Give back, unchanged, each line from the one containing "Target: mascot's long snout" through the last line of the entries below.

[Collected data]
# # #

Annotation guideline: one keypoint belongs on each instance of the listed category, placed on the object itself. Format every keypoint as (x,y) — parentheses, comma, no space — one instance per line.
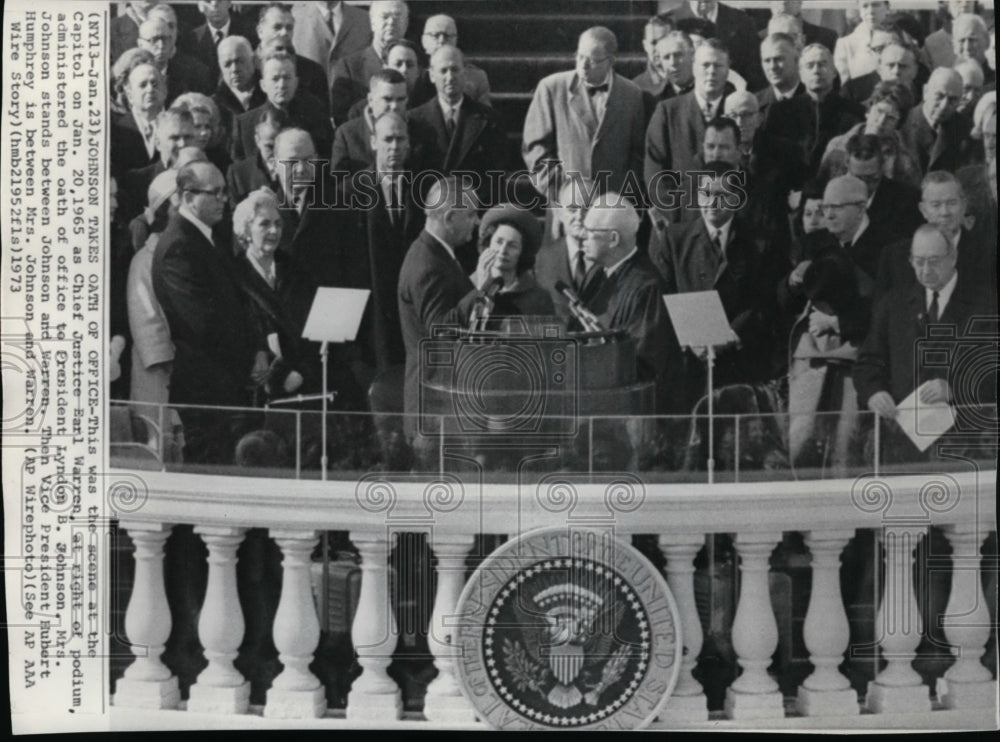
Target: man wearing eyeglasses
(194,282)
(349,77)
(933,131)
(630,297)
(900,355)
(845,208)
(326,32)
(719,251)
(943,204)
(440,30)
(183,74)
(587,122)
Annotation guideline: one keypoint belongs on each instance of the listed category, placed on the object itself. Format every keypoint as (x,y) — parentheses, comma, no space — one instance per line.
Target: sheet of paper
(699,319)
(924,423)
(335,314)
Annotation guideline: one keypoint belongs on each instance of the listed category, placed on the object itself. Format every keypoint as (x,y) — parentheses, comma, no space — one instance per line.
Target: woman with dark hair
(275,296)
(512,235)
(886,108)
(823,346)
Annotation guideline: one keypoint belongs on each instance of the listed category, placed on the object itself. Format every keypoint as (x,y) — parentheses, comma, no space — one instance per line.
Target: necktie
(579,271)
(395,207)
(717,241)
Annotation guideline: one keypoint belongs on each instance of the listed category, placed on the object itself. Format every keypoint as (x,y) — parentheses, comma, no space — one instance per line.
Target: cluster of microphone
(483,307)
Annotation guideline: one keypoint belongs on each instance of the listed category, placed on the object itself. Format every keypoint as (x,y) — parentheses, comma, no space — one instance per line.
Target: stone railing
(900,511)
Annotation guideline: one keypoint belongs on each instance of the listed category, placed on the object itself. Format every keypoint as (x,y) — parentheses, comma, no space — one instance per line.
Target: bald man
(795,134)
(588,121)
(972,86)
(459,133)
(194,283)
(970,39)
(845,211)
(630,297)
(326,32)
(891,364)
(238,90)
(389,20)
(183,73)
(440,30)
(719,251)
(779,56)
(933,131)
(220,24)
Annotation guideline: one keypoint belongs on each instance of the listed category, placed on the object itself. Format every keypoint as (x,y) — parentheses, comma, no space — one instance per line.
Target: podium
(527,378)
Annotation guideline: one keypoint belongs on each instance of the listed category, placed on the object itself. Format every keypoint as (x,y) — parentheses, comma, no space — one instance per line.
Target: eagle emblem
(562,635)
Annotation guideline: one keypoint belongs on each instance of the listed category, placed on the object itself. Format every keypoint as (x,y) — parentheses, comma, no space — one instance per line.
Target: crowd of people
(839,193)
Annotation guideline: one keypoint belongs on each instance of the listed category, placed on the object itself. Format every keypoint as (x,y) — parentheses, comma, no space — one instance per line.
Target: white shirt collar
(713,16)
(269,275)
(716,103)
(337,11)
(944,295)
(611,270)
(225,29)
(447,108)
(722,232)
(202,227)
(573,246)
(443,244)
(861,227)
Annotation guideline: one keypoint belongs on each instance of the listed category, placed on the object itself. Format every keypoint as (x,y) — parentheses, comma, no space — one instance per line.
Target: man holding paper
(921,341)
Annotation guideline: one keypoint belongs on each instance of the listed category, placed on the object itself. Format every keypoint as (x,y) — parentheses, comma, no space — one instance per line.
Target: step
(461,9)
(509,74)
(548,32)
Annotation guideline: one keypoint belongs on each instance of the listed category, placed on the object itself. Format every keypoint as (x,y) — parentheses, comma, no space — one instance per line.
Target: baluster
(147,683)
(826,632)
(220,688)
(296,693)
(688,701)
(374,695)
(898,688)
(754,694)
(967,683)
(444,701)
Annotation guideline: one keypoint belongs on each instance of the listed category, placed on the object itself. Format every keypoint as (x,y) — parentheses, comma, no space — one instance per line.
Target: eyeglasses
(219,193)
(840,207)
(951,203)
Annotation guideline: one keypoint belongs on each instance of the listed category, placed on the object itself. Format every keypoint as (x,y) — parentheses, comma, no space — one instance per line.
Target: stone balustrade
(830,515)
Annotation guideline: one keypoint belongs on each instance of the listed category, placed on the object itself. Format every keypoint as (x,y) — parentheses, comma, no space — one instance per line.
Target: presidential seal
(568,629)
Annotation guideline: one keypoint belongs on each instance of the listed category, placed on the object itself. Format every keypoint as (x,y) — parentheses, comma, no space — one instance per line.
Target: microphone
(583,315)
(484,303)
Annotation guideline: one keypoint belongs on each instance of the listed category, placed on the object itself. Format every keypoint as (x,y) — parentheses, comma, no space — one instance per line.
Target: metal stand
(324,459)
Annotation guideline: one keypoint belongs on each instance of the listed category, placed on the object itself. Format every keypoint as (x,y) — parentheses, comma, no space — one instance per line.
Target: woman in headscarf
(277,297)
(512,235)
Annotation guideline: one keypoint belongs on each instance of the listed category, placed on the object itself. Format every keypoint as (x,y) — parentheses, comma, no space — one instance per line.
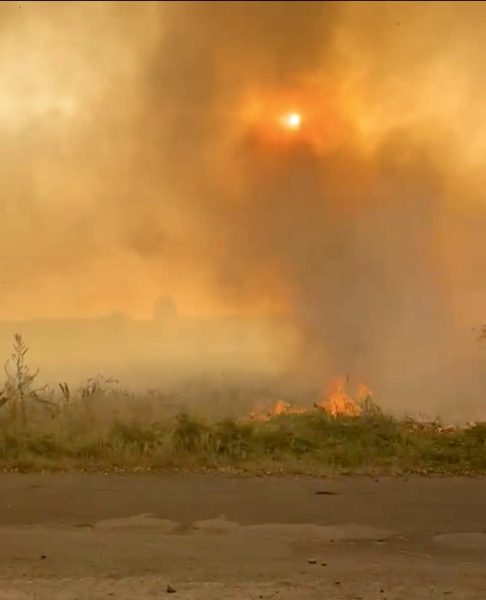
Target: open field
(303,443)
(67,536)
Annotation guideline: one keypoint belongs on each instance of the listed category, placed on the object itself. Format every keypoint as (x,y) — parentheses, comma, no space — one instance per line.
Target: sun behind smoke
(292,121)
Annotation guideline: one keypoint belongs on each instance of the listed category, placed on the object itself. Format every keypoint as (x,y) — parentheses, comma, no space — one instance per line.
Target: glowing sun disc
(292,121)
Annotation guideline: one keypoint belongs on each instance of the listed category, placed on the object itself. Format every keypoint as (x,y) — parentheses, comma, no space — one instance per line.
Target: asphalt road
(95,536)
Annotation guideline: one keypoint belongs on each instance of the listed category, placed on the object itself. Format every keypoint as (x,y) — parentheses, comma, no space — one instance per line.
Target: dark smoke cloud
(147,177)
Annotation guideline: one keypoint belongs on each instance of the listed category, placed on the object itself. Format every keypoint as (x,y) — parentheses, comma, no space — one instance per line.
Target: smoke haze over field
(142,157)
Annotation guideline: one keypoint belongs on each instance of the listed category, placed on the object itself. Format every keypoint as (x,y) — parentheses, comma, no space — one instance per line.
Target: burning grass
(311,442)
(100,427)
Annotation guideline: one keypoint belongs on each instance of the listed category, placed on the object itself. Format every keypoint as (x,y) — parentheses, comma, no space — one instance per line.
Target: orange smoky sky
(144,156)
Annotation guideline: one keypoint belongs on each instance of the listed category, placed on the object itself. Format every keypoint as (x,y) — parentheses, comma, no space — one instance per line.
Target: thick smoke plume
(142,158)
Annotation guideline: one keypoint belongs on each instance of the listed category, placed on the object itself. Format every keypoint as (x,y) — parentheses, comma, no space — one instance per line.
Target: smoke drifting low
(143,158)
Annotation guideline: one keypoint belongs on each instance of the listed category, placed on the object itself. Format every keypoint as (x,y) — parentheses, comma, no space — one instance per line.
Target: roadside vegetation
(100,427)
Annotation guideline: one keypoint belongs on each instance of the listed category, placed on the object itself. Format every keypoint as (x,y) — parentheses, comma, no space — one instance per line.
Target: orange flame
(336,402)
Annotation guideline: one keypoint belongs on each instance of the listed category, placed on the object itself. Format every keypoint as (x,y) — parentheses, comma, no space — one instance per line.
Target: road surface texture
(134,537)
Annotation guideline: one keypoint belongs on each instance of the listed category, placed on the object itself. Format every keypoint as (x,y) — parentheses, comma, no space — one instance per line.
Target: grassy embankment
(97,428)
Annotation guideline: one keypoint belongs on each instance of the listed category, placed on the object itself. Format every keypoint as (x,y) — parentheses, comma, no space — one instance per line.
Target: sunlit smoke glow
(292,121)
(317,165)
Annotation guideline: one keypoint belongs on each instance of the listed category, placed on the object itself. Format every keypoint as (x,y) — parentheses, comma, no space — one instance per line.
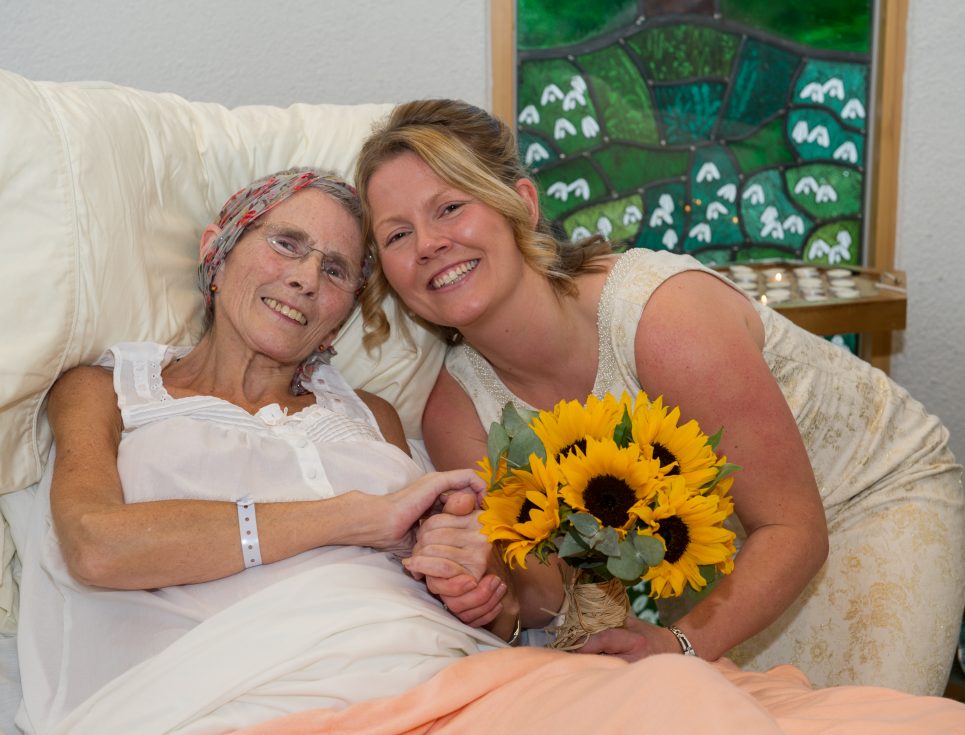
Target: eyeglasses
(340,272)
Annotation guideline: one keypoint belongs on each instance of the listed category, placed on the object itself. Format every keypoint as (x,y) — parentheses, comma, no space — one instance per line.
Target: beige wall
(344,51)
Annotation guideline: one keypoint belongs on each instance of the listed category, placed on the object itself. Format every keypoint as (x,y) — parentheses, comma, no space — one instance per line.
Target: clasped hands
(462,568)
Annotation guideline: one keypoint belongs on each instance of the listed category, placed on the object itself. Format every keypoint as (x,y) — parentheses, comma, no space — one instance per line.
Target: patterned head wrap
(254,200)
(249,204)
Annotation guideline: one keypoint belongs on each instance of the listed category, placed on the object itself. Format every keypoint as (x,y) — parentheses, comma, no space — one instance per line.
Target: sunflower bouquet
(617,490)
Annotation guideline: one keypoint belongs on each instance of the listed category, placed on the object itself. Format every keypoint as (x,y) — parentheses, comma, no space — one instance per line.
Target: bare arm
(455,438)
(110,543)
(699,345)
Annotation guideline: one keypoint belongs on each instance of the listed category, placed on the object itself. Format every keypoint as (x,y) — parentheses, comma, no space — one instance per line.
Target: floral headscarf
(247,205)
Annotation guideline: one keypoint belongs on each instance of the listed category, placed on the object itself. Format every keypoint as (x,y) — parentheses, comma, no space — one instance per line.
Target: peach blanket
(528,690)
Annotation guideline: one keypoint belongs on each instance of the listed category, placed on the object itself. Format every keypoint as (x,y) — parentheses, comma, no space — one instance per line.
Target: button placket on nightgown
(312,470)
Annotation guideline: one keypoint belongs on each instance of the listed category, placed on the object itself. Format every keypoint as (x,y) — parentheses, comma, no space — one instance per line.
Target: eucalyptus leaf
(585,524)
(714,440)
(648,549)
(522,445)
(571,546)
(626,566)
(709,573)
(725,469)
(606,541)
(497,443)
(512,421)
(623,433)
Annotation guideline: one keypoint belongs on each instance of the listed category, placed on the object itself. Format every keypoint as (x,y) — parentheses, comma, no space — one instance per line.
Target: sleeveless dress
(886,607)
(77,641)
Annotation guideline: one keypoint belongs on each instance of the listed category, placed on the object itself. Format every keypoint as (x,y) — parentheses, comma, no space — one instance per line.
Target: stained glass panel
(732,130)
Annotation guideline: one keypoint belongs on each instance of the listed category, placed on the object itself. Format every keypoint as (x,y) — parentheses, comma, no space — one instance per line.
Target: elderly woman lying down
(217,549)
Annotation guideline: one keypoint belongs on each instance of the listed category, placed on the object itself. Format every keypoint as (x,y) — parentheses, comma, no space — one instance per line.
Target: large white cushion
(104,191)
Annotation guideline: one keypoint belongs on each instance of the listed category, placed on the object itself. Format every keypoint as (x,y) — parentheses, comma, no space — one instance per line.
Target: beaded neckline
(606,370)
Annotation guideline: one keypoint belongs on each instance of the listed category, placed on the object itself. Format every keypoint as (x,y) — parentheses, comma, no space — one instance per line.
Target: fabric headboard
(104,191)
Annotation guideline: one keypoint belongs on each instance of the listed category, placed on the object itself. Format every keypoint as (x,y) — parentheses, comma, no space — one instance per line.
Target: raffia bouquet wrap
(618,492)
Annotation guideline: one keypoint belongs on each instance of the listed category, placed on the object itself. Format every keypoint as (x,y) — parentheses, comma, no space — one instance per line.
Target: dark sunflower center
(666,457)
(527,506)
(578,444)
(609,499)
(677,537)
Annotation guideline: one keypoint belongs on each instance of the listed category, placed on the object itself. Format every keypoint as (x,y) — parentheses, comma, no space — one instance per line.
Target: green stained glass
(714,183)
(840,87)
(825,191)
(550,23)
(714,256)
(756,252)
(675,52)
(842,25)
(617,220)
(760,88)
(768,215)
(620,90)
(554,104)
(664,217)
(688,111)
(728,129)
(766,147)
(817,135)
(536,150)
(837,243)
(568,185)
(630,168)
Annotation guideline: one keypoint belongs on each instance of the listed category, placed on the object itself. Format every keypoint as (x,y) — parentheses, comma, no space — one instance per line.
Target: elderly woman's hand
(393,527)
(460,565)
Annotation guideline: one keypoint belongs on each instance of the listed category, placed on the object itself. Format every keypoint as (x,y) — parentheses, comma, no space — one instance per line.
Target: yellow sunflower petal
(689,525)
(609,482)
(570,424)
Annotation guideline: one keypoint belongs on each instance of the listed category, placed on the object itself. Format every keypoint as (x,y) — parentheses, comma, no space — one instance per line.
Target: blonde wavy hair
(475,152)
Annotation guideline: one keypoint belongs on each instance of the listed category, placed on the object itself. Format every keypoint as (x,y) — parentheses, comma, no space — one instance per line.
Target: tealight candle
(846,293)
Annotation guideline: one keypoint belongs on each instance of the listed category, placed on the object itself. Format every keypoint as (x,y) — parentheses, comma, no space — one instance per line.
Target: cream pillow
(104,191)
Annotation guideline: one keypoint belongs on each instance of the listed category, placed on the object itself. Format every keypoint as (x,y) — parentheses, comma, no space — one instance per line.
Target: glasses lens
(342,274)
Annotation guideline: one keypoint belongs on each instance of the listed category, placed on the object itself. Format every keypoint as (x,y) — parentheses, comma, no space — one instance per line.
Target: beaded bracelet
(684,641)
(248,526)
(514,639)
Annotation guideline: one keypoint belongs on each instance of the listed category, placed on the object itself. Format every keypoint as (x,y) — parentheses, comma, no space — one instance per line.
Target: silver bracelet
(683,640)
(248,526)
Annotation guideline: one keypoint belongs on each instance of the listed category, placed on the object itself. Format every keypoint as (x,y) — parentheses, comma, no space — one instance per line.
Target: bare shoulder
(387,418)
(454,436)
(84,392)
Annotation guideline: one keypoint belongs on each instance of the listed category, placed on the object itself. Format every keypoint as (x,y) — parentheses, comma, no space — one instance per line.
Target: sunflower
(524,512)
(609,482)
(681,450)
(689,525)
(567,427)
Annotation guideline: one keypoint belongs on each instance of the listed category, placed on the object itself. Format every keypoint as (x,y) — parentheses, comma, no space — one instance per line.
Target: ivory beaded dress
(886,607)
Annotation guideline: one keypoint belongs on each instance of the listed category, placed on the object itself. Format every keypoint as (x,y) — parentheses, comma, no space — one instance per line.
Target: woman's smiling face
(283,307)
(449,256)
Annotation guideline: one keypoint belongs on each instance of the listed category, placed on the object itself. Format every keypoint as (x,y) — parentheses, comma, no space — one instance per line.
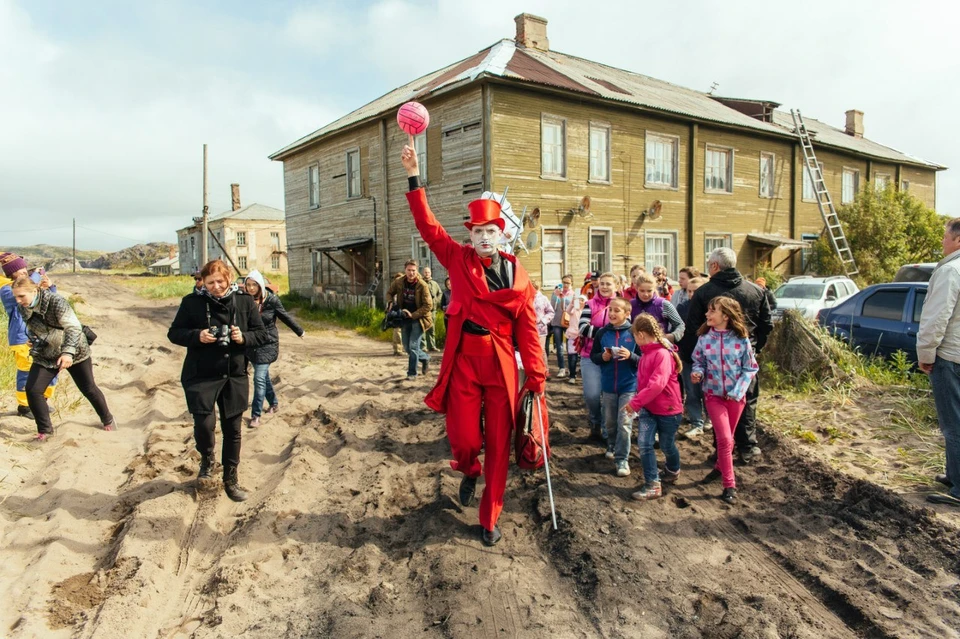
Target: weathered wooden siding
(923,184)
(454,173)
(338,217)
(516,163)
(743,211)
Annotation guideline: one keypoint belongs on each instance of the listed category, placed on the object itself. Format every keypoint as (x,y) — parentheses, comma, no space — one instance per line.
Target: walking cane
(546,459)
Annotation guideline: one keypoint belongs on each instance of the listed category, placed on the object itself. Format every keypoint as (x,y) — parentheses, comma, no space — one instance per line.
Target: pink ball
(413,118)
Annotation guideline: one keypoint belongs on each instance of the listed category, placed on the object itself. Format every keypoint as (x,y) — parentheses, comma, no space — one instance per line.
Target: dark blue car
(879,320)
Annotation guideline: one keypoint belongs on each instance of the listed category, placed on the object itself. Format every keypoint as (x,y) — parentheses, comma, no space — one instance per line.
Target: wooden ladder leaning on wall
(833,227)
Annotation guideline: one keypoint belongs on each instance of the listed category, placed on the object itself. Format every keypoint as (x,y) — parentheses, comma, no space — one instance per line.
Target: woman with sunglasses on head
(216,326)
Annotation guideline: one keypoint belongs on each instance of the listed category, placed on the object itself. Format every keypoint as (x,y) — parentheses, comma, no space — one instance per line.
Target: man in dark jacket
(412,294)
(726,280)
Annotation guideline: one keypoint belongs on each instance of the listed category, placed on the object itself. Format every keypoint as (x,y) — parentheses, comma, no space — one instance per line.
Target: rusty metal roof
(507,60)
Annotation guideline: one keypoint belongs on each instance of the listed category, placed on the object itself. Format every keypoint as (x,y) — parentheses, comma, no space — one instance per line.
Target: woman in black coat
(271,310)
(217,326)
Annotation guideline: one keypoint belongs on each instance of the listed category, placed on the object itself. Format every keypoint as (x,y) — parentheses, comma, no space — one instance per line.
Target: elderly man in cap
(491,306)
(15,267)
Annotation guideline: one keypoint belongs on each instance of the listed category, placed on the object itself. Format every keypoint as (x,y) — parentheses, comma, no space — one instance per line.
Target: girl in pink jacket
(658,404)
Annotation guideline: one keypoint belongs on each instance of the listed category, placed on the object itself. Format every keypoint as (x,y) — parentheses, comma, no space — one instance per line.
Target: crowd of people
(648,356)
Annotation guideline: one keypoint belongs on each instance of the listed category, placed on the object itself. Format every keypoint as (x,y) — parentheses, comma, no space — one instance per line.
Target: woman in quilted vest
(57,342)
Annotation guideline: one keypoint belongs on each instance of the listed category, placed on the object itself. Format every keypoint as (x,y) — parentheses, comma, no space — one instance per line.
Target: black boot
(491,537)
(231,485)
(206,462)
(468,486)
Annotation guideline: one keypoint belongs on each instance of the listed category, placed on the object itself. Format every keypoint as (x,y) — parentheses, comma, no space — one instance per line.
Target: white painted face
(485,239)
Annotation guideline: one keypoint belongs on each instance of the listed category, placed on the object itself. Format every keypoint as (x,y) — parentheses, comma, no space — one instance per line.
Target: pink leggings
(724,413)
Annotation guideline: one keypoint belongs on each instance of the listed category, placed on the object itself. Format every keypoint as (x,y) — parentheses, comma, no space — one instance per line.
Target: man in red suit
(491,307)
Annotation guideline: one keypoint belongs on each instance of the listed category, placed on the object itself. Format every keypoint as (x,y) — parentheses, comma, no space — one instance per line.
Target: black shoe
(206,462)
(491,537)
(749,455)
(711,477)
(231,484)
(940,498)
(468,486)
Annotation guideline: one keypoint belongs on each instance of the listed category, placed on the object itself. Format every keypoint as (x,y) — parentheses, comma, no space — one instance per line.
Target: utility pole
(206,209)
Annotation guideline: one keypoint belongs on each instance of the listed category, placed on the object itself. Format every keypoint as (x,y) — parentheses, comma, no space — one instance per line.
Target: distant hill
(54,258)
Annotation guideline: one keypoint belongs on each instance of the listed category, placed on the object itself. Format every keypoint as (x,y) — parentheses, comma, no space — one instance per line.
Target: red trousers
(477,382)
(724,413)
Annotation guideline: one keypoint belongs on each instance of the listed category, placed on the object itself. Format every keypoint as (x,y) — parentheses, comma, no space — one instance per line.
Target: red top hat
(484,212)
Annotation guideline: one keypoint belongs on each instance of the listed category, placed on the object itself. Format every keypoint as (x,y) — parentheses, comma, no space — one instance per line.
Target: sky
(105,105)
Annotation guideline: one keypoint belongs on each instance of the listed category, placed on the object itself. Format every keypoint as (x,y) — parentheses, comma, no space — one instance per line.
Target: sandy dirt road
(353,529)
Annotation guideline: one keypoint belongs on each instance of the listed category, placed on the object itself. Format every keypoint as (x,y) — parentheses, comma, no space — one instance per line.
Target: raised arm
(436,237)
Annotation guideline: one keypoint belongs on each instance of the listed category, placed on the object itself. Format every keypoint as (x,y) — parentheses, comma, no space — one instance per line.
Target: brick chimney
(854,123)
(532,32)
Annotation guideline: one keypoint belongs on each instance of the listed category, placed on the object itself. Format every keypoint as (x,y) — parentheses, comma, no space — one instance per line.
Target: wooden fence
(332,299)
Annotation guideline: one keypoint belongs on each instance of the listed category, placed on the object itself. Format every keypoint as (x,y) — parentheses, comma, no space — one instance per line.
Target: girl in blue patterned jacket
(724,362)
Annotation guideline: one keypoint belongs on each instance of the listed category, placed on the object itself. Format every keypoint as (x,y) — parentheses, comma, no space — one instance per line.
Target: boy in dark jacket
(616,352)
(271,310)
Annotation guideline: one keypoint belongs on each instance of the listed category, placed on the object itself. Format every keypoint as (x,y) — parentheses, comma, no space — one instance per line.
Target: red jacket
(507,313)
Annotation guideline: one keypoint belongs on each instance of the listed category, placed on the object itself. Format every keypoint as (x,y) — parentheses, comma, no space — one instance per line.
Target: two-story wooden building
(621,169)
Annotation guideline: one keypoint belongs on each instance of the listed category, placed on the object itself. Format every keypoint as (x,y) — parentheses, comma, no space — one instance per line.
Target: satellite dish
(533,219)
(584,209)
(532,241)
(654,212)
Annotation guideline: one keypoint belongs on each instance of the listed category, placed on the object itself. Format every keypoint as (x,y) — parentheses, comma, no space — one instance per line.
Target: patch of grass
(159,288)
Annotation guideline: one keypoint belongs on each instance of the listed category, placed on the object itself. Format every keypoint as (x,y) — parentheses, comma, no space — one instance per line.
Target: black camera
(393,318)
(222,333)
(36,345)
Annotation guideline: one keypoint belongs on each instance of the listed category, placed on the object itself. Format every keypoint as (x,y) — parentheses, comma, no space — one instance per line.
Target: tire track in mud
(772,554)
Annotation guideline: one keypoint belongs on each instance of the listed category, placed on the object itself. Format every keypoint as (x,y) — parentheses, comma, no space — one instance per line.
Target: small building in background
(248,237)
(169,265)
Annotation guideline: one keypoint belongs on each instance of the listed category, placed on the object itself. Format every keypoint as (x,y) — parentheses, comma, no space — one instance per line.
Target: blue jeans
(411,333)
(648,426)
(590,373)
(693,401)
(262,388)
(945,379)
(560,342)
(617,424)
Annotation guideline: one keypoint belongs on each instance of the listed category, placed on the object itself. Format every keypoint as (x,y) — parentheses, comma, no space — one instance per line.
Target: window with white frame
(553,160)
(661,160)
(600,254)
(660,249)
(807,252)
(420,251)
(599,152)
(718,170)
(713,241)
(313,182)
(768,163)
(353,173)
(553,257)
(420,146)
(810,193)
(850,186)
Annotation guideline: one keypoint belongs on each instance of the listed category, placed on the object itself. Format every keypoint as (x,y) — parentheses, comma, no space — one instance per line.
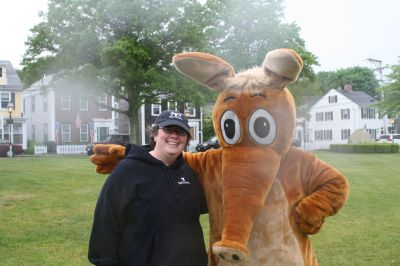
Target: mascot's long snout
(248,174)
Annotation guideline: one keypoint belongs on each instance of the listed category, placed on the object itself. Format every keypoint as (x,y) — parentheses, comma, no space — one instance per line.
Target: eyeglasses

# # #

Result below:
Target: mascot's long snout
(248,174)
Annotation guideline: one keypoint belongs on each instance of the listed category, placed on the object itself. Format every keypoint as (x,y) — parentheses, comma, no space — one instance per line.
Target: eyeglasses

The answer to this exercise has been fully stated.